» DIRECTION 1
Using the passage on leaking underground storage tanks below, decide whether each statement agrees with it. Answer yes or no for each, and quote the deciding words.
(a) In Meghrig, the plaintiff discovered petroleum contamination while trying to get a building permit.
(b) Before regulation, owners commonly removed underground storage tanks rather than leaving them in place.
(c) The Meghrig plaintiff sought reimbursement from the prior owner under the Clean Water Act.
» DIRECTION 2
Answer these questions from the passage on leaking underground storage tanks below.
(a) Besides federal or state court, what forum does the passage name?
(b) Which court decided Meghrig v. KFC Western, Inc.?
(c) What case is cited after the statement that owners abandoned tanks in place?

Several new liability theories have emerged in litigation over leaking underground storage tanks ("LUSTs"). In light of these new theories, LUST parties in Illinois now must make several strategic decisions before following the litigation trail. These issues include whether to begin cleanup before filing suit, or delaying it until the close of litigation; whether the appropriate forum is federal / state court, or the Illinois Pollution Control Board; whether to add any common law, state or federal statutory claims which should be added; and whether to file a motion to dismiss or for summary judgment in response to a Resource Conservation and Recovery Act (RCRA) cost recovery complaint.
These issues continue to cause concern for current and former property owners facing the prospect of LUST litigation. Current liability issues likely arise from the fact that USTs can be difficult to locate, and before regulation owners commonly abandoned USTs in place, rather than removing them. [See, e.g., Grube v. Daun, 213 Wis.2d 533, 570 N.W.2d 851, 856 (Wis. 1997).] Long term property owners who purchased before mandated disclosures fear liability for unidentified USTs. Current owners have attempted to pass liability for tanks back to a prior owner, who may be more responsible for the presence of the tank. The United States Supreme Court was faced with such a scenario in Meghrig v. KFC Western, Inc., 516 U.S. 479, 116 S.Ct. 1251, 134 L.Ed.2d 922 (1996). The plaintiff in Meghrig discovered petroleum contamination while attempting to obtain a building permit. To complete construction on the property, the plaintiff was required to clean it up. Three years after later, the plaintiff sought reimbursement from the prior owner under the Resource Conservation and Recovery Act, 42 U.S.C. §6901 et seq. Former owners mistakenly believe themselves insulated from liability for activities they may have engaged in long before current environmental statutes existed.

» INFORMATION SHOWN

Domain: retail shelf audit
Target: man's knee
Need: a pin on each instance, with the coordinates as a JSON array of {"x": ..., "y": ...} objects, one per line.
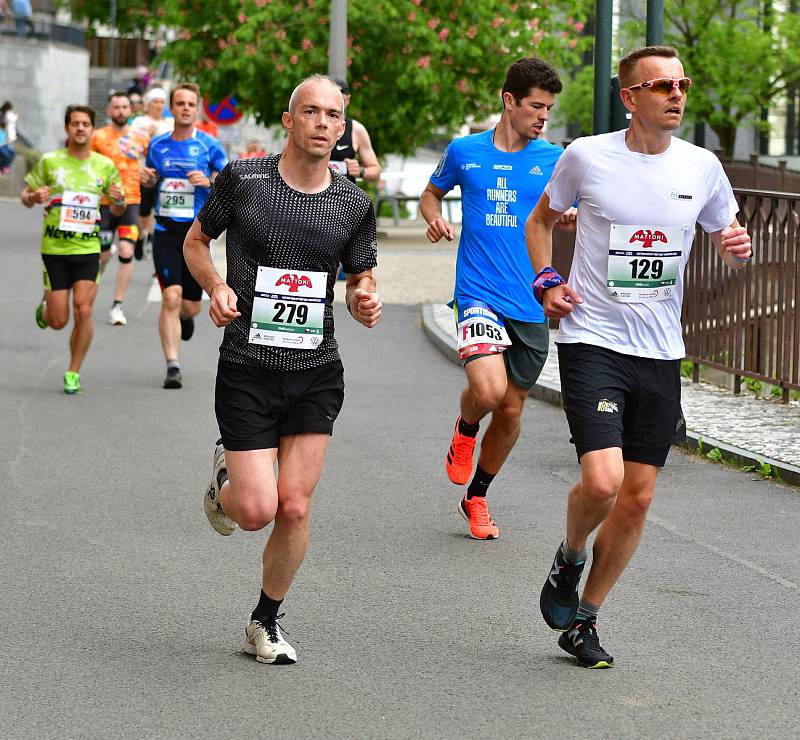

» OUTPUT 1
(a) Yes: "The plaintiff in Meghrig discovered petroleum contamination while attempting to obtain a building permit."
(b) No: "before regulation owners commonly abandoned USTs in place, rather than removing them."
(c) No: "the plaintiff sought reimbursement from the prior owner under the Resource Conservation and Recovery Act, 42 U.S.C. §6901 et seq."

» OUTPUT 2
(a) The Illinois Pollution Control Board
(b) The United States Supreme Court
(c) Grube v. Daun